## Source records
* * * * * * *

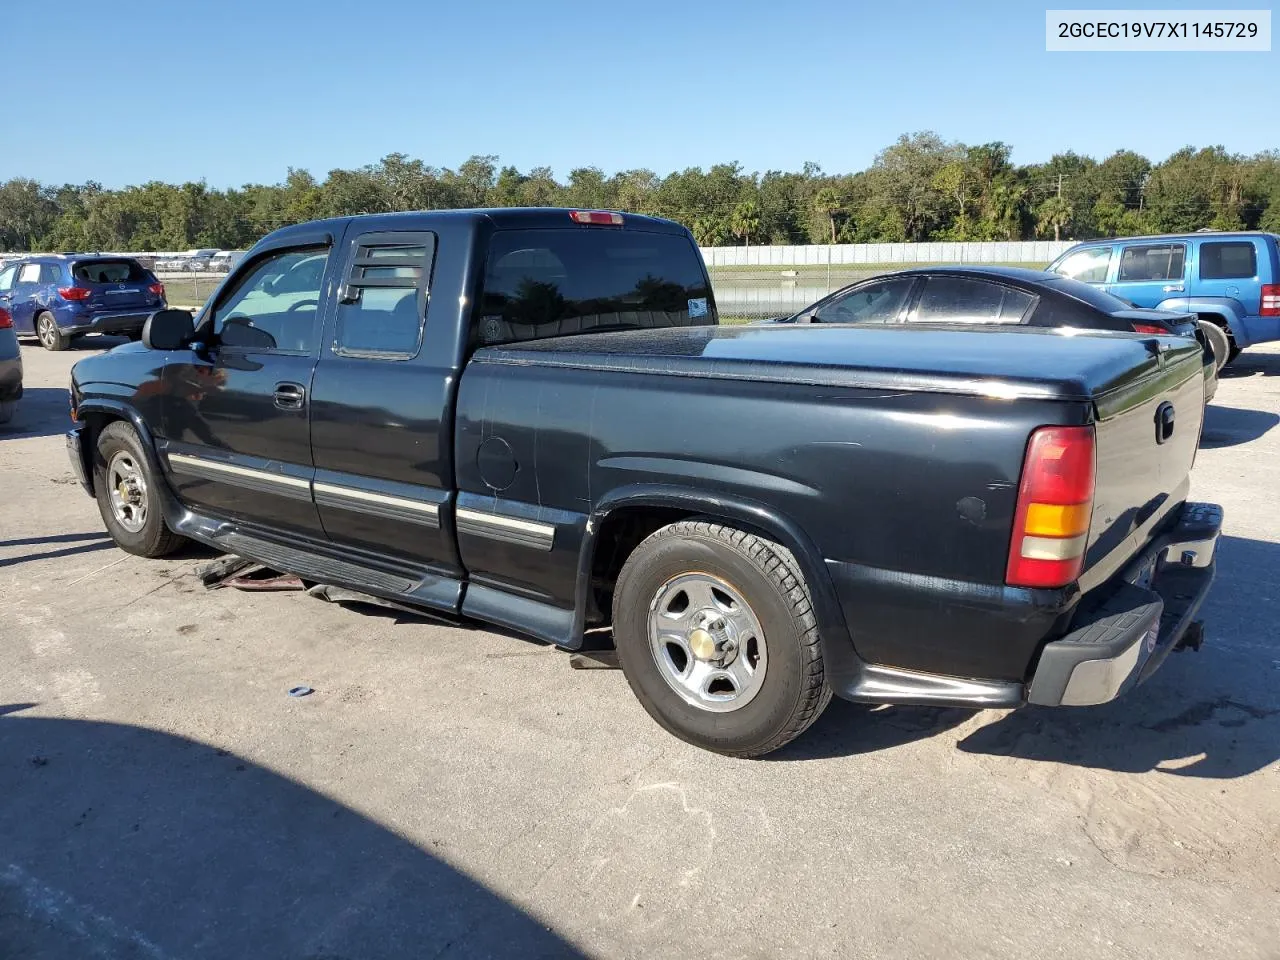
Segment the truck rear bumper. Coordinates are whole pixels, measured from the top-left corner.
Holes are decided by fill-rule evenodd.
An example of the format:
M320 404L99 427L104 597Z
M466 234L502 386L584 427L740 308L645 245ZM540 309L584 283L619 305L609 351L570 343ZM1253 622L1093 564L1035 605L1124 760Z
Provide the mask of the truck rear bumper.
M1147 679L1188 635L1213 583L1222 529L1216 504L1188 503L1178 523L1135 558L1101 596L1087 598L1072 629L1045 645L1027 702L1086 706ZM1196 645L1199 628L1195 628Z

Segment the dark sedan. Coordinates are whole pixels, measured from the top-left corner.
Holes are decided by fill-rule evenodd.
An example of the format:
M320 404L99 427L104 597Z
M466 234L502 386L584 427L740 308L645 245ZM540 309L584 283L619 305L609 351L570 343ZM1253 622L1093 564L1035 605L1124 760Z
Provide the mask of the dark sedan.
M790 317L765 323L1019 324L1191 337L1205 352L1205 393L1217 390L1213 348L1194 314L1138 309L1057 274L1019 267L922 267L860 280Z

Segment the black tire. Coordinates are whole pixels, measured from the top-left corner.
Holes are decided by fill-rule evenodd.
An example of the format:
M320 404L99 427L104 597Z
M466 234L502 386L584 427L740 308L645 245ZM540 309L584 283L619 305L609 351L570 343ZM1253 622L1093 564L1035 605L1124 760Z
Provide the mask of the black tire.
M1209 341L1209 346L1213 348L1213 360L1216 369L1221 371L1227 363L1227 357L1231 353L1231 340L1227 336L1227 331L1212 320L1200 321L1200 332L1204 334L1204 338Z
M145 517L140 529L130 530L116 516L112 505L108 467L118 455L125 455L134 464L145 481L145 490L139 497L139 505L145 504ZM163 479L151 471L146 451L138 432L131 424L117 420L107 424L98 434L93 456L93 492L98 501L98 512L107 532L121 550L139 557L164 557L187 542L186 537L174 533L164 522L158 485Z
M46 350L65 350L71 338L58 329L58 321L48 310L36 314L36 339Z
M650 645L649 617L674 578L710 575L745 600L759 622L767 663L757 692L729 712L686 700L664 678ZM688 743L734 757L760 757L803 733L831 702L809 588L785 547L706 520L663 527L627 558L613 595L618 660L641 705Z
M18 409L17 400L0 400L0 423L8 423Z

* * * * * * *

## Exercise description
Reproduce every line of the material above, but drop the pictures.

## Answer for this exercise
Segment the truck rear bumper. Coordinates are whole pixels, measured from the top-left corner.
Holes are decided by fill-rule evenodd.
An example of the format:
M320 404L99 427L104 597Z
M466 234L502 386L584 427L740 308L645 245ZM540 309L584 283L619 305L609 351L570 343ZM1253 622L1093 564L1035 605L1124 760Z
Provide the mask of the truck rear bumper.
M1147 679L1188 635L1213 583L1222 529L1216 504L1188 503L1178 523L1135 558L1101 596L1087 598L1072 629L1045 645L1027 702L1086 706ZM1196 645L1199 628L1195 628Z

Segment the dark sedan. Coordinates are whole pixels, measured from the top-left corner.
Holes are decided by fill-rule evenodd.
An example of the format:
M320 404L99 427L104 597Z
M466 234L502 386L584 427L740 308L645 245ZM540 309L584 283L619 305L609 351L570 343ZM1253 622L1093 564L1035 605L1124 760Z
Provide the mask of the dark sedan.
M790 317L765 323L1019 324L1191 337L1205 352L1205 393L1217 390L1213 348L1194 314L1138 309L1057 274L1019 267L922 267L860 280Z

Segment the black tire. Coordinates are whole pixels, measured from the top-left corner.
Holes are decided by fill-rule evenodd.
An example of the format:
M320 404L99 427L104 597Z
M466 234L502 386L584 427L740 308L645 245ZM540 309L584 283L619 305L609 351L570 343ZM1253 622L1093 564L1035 605L1124 760Z
Provide the mask of the black tire.
M1209 341L1209 346L1213 348L1213 360L1216 369L1221 371L1227 363L1227 357L1231 353L1231 340L1227 336L1227 331L1212 320L1200 321L1200 332L1204 334L1204 338Z
M145 517L140 529L130 530L116 516L112 505L108 467L118 455L125 455L134 464L145 481L145 490L139 497L139 505L145 504ZM163 479L151 471L146 451L138 432L131 424L117 420L107 424L98 434L93 456L93 492L98 501L98 512L107 532L121 550L139 557L164 557L187 542L186 537L174 533L164 522L158 485Z
M46 350L65 350L71 338L58 329L58 321L48 310L36 314L36 339Z
M650 645L649 617L674 578L710 575L745 600L759 622L767 663L757 692L729 712L686 700L664 678ZM688 743L734 757L760 757L803 733L831 702L809 588L785 547L706 520L663 527L627 558L613 595L618 660L641 705Z
M18 409L17 400L0 400L0 423L8 423Z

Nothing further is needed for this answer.